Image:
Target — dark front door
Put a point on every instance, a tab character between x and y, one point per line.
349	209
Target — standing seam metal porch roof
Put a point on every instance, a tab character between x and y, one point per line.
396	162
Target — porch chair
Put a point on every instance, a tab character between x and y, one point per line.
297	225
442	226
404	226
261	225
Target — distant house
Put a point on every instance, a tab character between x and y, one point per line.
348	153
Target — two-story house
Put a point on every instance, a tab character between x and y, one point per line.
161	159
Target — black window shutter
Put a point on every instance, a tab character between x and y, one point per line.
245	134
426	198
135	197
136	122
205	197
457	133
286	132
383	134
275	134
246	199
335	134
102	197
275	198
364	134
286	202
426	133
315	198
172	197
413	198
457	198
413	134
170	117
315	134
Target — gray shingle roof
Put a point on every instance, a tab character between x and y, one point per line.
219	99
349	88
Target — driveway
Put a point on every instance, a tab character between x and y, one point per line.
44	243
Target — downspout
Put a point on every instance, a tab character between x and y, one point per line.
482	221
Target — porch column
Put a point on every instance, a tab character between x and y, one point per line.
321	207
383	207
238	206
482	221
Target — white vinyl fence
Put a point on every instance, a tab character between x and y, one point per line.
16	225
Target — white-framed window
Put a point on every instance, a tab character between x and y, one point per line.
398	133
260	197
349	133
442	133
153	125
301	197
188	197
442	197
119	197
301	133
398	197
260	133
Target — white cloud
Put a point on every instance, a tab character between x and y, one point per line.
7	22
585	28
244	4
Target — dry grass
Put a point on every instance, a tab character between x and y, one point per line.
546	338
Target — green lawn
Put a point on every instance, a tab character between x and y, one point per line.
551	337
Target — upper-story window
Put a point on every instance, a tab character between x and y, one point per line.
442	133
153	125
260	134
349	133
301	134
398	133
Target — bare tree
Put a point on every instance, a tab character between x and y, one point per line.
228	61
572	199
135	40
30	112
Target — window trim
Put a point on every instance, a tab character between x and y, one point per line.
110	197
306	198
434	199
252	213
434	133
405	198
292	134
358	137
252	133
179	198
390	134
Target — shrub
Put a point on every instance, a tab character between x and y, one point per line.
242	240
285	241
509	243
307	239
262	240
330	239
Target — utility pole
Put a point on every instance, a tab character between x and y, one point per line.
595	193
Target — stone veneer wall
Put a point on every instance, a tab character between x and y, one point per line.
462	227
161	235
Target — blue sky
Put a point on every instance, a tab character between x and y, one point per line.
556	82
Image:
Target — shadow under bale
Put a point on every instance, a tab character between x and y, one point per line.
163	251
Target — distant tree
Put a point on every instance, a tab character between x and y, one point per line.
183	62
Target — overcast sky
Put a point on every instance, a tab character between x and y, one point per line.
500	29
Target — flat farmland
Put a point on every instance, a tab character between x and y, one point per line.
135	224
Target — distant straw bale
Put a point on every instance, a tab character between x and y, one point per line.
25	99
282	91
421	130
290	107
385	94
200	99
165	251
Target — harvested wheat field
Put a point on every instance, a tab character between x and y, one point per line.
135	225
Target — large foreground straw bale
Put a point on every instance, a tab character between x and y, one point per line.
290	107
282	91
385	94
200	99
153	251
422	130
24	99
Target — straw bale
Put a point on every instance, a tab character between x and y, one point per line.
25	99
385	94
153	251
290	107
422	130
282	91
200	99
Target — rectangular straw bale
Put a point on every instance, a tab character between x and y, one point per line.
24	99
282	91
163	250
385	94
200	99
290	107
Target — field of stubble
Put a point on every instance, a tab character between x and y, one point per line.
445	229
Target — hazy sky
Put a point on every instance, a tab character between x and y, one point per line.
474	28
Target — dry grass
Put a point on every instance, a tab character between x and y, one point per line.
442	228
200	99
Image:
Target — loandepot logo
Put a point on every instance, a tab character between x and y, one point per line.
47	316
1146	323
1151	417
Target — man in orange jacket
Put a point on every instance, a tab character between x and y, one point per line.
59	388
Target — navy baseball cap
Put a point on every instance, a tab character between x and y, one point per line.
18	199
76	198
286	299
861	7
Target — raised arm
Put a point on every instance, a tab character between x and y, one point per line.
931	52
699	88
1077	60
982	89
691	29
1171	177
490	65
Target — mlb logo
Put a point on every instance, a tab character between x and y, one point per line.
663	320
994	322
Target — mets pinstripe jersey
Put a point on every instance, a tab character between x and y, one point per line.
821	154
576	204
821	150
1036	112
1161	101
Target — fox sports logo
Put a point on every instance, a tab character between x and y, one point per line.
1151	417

+-------+

Nothing should be left out: return all of the records exactly.

EXPECTED OUTPUT ->
Image:
Target — dark front door
Put a point on every instance, a tab character between x and y, one point per line.
349	209
Target — standing seam metal porch roof
Put a point on every instance, a tab character between x and y, one point per line.
396	162
Target — porch chair
Put a point on every instance, a tab character between x and y, one point per line.
297	225
442	226
404	226
261	225
Target — distant house
Put a point on every instance, a tab character between x and y, one point per line.
348	153
Target — two-story house
Put a point on every instance, a tab character between x and y, one point per line.
161	159
Target — black window shutter
Put a point on every instance, a tab character between x and y, one point per line.
245	134
426	198
135	197
136	122
205	197
457	133
286	132
383	134
275	134
246	199
335	134
102	197
275	198
364	134
286	202
426	133
315	198
172	197
413	198
457	198
413	134
170	117
315	134
Target — gray shingle roof
Put a point on every instance, a tab character between x and y, one point per line.
219	99
349	88
Target — driveway
Put a point on every instance, a tab character between x and y, one point per line.
44	243
Target — downspout
Put a point on every instance, a tab character between x and y, one point per line.
482	221
Target — porch column
Put a point on every instance, a tab character between x and y, one point per line.
321	207
383	207
238	206
482	221
Target — white vinyl fence
Put a point on every instance, a tab character between x and y, one point per line.
16	225
Target — white-framed window
Put a point on every instance, a tab character between x and y, one point per line.
398	133
260	197
349	133
442	133
153	125
301	197
188	197
442	197
119	197
301	133
398	197
260	133
Target — white cloud
Put a point on every instance, a tab character between x and y, one point per line.
7	22
585	28
244	4
Target — dry grass
Put a point on every instance, a tab character between x and y, one point per line.
546	338
Target — green lawn
Put a point on every instance, a tab character between x and y, one point per line.
551	337
Target — upper-story window
Put a point on every instance, a tab character between x and y, one point per line.
442	133
153	125
260	134
349	133
301	134
398	133
Target — bare tree
Put a point on every instance, a tab character between x and y, one point per line.
228	61
572	199
135	40
30	112
Target — window trim
Put a point on every instance, a tab character between x and y, one point per line.
110	197
306	198
434	199
252	213
434	133
405	198
292	134
358	137
252	133
179	198
390	134
Target — shrub
Put a point on every instance, a tab character between x and y, one point per line.
242	240
285	241
509	243
307	239
262	240
330	239
Target — utility pole
Put a point on every instance, a tab character between x and y, one point per line.
595	193
Target — stone veneer wall
Put a point on every instance, a tab character between x and y, one point per line.
462	227
161	235
Target — blue sky
Put a point on every instance, a tab character between x and y, one point per line.
556	82
Image:
Target — shadow under bale
Put a point on every instance, a tab character between x and y, one point per line.
163	251
Target — distant tree
Put a point on every instance, a tab character between x and y, one point per line.
183	62
Target — overcast sky
Put a point on every instance, a tab character between x and y, one point per line.
500	29
Target — flat farmland
Put a point on every instance, a tab character between x and y, one point per line.
135	224
Target — distant straw bale
Put a point on every instance, a tab character between x and y, one point per line.
25	99
282	91
421	130
290	107
385	94
200	99
165	251
Target — harvested wheat field
Put a point on every instance, a tab character between x and y, one point per line.
135	225
Target — large foreground straw bale
Put a point on every instance, a tab character between x and y, one point per line.
290	107
282	91
385	94
200	99
153	251
422	130
24	99
Target — straw bale
Put a point on every instance, a tab character between x and y, one point per line.
25	99
385	94
153	251
290	107
422	130
282	91
200	99
Target — rectangular straw bale
Put a point on every instance, a tab character between x and y, one point per line.
24	99
282	91
163	250
385	94
200	99
290	107
Target — field of stubble
Put a point on every instance, a tab character between x and y, one point per line.
445	229
Target — hazy sky
Put a point on every instance, a tab character between x and y, one point per line.
474	28
Target — dry grass
Put a point on every instance, a tab character between x and y, one point per line.
442	228
200	99
Image:
Target — loandepot logo
Put a point on every instance, a tab character between x and y, one point per line.
47	316
1146	323
1151	417
Target — man in orange jacket
Put a point on every instance, a tab character between x and y, one point per line.
59	388
Target — navy baseball cap
Put a point on every instance, a tab character between x and y, one point per line.
18	199
76	198
286	299
861	7
Target — raised arm
Put a point on every instance, a tab character between x and y, one point per line.
931	52
699	88
1077	60
982	89
691	29
1171	177
490	65
Target — mlb logo
Put a point on every instance, a tab character between x and y, one point per line.
663	320
994	322
Target — mets pinstripe jersey
Put a point on every instance, a tab character between x and y, one point per line.
821	154
576	204
821	150
1036	112
1161	101
Target — fox sports logo
Put a point on every instance, a tab character between x and y, one point per line.
1151	417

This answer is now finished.